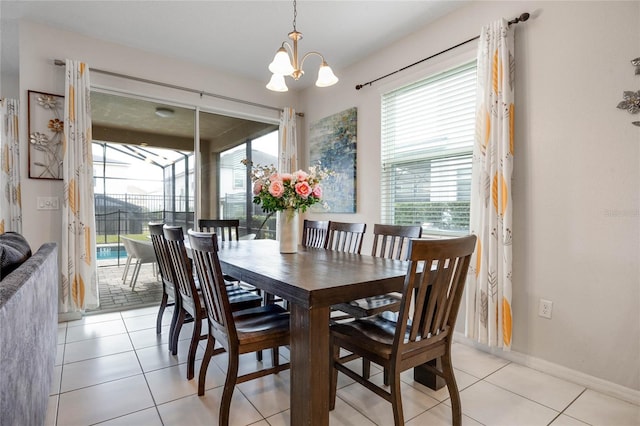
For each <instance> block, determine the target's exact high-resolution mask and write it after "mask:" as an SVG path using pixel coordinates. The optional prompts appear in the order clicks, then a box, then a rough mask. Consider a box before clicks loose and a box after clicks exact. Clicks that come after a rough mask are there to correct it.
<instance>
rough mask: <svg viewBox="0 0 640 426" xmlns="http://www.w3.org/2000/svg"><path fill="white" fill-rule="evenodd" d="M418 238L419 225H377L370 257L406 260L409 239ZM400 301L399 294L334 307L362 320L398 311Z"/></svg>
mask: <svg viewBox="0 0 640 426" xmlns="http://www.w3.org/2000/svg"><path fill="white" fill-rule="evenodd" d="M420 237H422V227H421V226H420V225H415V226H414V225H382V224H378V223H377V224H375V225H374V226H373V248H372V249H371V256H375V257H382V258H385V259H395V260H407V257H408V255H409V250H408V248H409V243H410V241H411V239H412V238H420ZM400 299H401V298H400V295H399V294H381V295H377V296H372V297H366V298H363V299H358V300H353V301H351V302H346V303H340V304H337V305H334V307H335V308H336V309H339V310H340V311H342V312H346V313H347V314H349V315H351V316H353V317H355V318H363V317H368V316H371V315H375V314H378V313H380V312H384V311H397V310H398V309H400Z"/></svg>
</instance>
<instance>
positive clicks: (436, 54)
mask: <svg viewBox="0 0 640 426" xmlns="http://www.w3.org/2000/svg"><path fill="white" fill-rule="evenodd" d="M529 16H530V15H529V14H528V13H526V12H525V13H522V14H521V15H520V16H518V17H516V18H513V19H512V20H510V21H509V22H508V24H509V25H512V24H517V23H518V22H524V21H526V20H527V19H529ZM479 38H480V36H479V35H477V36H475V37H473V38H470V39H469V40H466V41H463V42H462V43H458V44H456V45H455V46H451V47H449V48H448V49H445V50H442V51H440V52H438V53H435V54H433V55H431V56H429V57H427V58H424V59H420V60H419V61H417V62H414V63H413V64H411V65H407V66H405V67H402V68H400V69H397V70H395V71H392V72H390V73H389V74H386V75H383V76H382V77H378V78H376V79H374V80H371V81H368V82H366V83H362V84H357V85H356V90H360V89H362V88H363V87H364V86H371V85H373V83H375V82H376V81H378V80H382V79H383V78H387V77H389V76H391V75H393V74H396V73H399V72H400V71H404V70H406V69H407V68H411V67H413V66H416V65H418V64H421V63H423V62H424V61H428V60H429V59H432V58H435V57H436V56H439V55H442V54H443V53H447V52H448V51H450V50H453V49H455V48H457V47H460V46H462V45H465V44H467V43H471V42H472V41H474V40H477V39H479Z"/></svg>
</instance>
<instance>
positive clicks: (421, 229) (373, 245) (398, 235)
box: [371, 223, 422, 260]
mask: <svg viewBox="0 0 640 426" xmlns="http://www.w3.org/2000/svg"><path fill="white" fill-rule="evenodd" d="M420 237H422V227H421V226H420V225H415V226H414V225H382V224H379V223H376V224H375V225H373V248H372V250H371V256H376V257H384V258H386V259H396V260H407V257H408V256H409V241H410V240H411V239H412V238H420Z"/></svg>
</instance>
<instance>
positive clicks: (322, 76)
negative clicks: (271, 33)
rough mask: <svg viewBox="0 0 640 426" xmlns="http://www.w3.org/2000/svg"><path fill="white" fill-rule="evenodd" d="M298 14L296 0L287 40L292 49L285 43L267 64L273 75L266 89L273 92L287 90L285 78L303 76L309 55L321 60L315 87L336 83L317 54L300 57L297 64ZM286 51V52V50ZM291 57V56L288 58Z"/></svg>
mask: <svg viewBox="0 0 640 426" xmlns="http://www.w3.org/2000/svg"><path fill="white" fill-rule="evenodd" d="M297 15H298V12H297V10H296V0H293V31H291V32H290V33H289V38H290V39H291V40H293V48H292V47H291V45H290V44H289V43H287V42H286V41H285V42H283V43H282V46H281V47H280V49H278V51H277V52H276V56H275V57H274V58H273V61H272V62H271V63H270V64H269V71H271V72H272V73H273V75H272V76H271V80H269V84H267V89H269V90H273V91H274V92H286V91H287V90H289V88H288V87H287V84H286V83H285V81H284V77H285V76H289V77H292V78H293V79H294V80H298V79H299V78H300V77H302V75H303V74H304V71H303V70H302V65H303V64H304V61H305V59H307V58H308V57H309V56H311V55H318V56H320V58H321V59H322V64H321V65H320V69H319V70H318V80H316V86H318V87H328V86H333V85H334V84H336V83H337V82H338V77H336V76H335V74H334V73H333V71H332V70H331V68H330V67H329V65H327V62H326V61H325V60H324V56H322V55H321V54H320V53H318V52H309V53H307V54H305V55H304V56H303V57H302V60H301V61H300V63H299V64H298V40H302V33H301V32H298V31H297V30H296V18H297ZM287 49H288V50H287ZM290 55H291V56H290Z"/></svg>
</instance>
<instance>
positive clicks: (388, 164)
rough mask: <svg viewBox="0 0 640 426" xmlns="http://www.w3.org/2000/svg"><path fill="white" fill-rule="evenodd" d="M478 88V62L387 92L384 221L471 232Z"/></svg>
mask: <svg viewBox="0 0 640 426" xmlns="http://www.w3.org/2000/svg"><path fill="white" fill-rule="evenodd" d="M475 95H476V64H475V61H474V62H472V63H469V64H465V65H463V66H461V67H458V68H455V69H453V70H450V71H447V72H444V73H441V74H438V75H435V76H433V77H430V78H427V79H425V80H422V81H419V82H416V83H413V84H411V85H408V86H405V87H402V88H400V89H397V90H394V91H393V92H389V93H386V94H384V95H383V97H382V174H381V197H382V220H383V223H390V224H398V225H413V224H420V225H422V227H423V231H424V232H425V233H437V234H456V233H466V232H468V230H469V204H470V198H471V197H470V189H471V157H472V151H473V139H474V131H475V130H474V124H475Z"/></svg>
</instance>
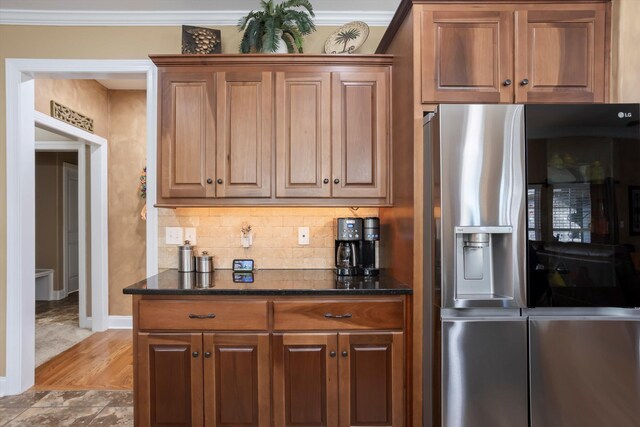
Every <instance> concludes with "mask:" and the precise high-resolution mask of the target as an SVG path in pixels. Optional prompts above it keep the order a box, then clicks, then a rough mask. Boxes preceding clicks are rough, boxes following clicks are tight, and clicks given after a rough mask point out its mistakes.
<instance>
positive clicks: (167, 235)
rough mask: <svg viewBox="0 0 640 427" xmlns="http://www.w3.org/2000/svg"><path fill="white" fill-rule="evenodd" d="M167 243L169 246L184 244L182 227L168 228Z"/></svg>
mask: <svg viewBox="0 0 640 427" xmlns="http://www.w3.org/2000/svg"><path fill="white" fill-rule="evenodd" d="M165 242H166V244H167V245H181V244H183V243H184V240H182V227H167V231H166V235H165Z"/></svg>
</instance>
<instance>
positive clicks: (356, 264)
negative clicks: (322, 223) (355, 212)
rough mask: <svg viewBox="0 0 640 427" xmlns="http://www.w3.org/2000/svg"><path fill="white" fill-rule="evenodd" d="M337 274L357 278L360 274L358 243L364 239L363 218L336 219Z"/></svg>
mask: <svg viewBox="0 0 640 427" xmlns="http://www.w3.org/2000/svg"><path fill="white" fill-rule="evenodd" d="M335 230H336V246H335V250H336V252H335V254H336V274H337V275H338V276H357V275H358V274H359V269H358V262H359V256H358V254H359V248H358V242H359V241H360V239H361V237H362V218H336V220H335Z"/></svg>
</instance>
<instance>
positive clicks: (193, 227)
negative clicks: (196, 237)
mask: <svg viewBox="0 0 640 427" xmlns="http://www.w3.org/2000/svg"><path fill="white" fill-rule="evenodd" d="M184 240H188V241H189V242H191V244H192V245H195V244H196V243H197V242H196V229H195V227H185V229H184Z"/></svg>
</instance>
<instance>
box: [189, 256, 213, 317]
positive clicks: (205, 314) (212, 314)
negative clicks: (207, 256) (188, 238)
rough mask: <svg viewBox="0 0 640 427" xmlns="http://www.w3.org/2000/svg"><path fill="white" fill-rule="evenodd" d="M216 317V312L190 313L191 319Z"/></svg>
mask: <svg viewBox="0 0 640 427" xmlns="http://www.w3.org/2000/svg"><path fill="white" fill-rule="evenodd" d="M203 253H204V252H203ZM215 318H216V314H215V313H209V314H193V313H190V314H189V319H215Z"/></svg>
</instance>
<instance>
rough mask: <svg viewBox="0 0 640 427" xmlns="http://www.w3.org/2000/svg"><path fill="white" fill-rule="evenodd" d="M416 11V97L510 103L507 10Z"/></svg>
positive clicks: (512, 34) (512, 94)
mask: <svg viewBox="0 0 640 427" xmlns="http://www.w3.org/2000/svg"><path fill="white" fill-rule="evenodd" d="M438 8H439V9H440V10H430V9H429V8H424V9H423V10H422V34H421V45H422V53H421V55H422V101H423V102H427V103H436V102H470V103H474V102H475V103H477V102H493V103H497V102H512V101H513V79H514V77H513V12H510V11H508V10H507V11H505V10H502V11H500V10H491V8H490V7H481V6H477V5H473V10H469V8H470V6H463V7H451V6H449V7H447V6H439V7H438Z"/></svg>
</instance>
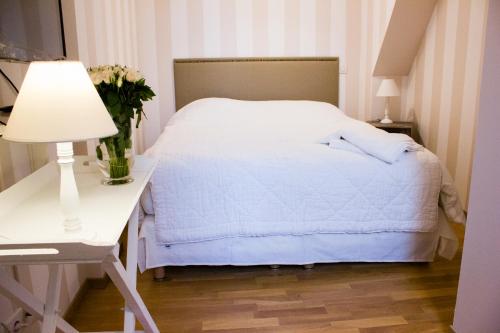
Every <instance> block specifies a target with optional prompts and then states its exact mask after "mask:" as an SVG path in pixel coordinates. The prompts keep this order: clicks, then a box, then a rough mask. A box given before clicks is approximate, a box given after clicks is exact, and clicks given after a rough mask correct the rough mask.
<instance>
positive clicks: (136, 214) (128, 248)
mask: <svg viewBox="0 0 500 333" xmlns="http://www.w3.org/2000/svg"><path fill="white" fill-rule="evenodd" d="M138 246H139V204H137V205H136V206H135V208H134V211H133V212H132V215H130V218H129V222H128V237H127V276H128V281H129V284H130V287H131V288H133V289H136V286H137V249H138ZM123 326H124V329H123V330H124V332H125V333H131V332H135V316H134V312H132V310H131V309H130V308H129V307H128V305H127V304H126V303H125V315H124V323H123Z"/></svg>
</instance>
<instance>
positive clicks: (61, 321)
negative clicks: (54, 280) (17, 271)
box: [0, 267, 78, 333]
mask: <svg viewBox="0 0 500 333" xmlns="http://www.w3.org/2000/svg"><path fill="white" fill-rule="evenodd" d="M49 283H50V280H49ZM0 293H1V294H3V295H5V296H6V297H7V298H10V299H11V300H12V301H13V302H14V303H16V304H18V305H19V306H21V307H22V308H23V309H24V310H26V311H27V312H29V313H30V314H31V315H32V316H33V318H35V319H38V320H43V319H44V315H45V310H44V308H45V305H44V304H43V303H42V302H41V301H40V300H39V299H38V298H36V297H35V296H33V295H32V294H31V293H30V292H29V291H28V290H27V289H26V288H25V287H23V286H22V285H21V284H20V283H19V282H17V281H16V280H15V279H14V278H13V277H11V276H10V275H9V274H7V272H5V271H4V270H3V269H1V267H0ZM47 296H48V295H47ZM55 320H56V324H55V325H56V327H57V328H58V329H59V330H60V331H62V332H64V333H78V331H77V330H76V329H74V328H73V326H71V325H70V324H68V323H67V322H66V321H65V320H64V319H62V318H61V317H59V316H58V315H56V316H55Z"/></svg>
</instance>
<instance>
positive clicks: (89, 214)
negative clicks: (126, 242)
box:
⁂
(ASSIGNMENT):
When you reach the line containing "positive clicks: (356, 264)" in the data above, start copying exactly, and stop after the line containing "positive clicks: (205, 314) (212, 314)".

(THE ANSWER):
positive clicks: (356, 264)
negative clicks: (322, 223) (355, 212)
rough mask: <svg viewBox="0 0 640 427" xmlns="http://www.w3.org/2000/svg"><path fill="white" fill-rule="evenodd" d="M337 274L357 278L360 274L358 243L364 239L363 218L336 219Z"/></svg>
mask: <svg viewBox="0 0 640 427" xmlns="http://www.w3.org/2000/svg"><path fill="white" fill-rule="evenodd" d="M335 230H336V246H335V250H336V252H335V254H336V274H337V275H338V276H357V275H358V274H359V269H358V262H359V256H358V254H359V248H358V242H359V241H360V239H361V237H362V218H336V220H335Z"/></svg>
</instance>
<instance>
positive clicks: (193, 227)
negative clicks: (196, 237)
mask: <svg viewBox="0 0 640 427" xmlns="http://www.w3.org/2000/svg"><path fill="white" fill-rule="evenodd" d="M184 240H188V241H189V242H191V244H192V245H195V244H196V243H197V242H196V229H195V227H185V229H184Z"/></svg>
</instance>
<instance>
box: [189, 256, 213, 317]
positive clicks: (205, 314) (212, 314)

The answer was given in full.